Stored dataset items
============================================================

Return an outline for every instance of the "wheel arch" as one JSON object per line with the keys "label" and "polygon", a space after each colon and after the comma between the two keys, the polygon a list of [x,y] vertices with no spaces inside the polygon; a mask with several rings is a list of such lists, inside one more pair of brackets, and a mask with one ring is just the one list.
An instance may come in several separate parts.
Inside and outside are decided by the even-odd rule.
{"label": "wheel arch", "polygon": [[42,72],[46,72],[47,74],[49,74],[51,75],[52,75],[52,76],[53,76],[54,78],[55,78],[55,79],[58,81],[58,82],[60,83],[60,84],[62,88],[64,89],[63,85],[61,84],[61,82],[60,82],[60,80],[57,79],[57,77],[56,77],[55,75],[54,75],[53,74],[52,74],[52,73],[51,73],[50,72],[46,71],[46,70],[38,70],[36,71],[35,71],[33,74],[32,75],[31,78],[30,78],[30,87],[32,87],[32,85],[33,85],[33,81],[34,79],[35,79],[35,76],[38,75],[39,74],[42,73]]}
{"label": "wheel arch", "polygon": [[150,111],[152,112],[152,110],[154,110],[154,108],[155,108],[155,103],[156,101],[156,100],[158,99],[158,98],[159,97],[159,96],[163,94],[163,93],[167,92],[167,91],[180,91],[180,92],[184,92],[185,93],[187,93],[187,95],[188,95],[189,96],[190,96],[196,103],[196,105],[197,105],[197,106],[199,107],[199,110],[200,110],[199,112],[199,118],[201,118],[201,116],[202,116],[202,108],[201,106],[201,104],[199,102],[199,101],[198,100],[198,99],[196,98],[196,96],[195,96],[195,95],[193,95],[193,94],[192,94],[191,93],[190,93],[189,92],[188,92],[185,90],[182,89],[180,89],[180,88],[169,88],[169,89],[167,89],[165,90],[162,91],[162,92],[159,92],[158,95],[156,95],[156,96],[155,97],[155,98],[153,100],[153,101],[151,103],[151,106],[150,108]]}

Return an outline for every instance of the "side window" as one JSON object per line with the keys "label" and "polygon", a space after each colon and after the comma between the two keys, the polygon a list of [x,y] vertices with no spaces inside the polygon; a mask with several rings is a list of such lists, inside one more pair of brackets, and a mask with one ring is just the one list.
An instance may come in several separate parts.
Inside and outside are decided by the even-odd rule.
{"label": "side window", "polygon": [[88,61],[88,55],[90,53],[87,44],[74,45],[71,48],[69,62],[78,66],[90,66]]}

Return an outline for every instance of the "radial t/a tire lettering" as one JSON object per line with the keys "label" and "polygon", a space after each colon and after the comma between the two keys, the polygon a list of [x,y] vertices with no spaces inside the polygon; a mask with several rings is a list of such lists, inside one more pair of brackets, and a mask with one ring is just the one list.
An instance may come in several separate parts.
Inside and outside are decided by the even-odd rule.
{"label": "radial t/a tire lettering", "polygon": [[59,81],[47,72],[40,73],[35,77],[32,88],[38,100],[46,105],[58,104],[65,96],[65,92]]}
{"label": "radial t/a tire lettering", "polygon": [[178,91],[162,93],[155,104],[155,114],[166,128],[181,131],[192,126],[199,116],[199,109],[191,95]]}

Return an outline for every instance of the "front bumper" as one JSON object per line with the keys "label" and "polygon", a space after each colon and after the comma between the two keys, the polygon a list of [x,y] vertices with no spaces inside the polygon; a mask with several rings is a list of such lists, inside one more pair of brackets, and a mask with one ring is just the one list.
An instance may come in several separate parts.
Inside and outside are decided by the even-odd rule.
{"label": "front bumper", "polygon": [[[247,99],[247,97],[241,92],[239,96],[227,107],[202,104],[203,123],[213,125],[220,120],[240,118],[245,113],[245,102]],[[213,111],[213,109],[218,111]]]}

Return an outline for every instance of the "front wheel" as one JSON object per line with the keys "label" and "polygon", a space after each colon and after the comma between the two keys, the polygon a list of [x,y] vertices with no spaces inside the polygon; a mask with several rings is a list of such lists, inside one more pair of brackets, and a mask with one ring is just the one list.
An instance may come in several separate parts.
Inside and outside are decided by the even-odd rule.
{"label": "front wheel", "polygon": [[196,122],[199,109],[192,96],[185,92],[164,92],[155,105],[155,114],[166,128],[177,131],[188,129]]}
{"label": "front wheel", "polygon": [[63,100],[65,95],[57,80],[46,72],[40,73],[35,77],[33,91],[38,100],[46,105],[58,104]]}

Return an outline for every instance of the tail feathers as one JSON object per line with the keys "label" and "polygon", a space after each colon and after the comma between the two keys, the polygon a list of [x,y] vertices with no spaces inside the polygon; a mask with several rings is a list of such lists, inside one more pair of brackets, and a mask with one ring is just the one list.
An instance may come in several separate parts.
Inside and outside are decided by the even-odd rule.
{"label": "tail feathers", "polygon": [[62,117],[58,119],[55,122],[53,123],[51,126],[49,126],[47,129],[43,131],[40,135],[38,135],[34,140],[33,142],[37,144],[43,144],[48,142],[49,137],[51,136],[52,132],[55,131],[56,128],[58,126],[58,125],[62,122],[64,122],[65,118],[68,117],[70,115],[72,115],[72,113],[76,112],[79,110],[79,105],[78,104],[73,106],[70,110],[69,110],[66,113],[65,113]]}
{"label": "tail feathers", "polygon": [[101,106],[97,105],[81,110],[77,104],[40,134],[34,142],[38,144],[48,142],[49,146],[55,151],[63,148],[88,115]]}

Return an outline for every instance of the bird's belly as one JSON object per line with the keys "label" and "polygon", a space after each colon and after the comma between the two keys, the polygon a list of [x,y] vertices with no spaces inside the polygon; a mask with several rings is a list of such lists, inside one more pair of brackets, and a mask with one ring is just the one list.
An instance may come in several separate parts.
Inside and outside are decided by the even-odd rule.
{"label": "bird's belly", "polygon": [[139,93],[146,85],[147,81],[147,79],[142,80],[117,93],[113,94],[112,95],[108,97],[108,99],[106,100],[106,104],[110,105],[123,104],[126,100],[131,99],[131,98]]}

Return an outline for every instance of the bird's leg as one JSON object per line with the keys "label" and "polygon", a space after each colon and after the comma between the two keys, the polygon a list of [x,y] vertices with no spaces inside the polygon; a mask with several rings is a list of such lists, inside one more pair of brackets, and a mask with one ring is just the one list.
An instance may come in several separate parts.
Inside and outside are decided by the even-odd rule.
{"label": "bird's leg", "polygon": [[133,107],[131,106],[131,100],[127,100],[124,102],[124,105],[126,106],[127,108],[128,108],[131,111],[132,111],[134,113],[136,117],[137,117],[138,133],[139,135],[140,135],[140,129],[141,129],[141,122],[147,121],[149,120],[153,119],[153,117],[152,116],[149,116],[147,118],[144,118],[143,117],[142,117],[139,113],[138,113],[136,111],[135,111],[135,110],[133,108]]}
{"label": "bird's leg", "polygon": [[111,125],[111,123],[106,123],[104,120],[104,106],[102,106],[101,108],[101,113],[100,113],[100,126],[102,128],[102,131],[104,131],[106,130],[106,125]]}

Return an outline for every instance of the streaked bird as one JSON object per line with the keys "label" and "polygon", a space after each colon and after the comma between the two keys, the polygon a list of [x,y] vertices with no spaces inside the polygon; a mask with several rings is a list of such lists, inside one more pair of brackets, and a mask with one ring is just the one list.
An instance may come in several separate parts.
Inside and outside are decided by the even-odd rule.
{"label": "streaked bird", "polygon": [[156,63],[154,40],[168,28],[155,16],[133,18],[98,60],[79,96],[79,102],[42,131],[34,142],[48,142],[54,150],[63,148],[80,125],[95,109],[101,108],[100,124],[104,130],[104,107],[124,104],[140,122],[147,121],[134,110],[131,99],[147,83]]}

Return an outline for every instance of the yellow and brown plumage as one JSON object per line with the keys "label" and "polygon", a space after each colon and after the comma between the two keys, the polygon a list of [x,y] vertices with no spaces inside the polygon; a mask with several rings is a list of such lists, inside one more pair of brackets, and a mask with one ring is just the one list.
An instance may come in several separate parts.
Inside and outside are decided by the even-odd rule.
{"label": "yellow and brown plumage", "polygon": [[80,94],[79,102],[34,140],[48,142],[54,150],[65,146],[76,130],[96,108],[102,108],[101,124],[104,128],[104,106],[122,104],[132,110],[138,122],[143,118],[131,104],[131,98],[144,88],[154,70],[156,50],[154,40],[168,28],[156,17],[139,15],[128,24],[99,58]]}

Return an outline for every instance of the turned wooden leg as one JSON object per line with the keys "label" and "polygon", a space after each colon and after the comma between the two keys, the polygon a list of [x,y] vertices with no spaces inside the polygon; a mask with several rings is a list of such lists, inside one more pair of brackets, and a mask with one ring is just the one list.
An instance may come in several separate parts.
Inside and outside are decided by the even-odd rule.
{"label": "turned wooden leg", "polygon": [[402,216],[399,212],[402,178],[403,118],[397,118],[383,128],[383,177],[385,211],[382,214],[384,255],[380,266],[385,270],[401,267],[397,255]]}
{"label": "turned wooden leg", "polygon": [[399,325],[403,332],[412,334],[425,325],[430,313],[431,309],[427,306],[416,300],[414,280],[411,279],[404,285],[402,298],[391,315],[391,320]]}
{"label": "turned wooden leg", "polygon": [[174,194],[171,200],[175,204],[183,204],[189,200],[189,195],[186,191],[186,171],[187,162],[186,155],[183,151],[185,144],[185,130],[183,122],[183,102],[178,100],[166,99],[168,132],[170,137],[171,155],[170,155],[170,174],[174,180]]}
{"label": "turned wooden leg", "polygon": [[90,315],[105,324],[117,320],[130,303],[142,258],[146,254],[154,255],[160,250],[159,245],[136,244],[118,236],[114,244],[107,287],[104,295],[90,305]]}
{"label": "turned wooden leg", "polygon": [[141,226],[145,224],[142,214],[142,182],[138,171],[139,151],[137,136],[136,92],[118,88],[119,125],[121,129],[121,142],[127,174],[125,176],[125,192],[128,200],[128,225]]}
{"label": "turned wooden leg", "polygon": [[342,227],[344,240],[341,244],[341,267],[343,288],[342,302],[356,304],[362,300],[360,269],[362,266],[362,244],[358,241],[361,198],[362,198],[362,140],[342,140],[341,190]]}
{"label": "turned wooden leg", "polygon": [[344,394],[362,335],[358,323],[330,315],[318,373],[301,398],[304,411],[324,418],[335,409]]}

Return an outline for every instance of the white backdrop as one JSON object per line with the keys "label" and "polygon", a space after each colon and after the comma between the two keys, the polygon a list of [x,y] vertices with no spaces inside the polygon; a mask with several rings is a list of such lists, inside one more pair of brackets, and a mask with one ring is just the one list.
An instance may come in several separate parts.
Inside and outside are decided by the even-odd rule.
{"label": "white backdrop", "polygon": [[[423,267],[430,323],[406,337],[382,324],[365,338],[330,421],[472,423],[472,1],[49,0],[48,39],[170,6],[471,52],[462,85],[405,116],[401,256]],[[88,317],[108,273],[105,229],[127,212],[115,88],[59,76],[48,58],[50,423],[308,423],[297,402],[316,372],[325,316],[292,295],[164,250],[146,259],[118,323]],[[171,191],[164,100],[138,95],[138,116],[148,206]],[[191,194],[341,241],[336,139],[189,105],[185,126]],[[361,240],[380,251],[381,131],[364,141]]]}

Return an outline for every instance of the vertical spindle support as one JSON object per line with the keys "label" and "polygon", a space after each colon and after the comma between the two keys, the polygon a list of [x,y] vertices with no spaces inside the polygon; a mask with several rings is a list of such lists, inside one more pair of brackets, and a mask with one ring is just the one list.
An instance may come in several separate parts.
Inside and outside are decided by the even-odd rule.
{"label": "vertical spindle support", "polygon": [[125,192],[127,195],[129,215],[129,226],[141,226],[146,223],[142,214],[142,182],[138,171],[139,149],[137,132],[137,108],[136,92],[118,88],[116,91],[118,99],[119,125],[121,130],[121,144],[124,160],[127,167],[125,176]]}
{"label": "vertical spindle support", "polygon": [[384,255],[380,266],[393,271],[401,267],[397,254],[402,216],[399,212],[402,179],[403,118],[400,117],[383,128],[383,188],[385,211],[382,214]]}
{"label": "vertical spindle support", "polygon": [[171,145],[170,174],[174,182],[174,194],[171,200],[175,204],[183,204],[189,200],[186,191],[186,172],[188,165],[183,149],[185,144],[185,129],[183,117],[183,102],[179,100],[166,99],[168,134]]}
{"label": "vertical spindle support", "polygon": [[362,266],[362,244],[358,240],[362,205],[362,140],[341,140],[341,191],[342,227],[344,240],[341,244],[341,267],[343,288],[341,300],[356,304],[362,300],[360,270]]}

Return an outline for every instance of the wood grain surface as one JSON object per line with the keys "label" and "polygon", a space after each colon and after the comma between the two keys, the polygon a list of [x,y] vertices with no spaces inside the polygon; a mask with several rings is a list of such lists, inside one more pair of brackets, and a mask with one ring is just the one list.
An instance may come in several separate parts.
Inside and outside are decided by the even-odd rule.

============================================================

### Task instructions
How many lines of the data above contain the string "bumper"? Reply with the number alone.

### Worked answer
2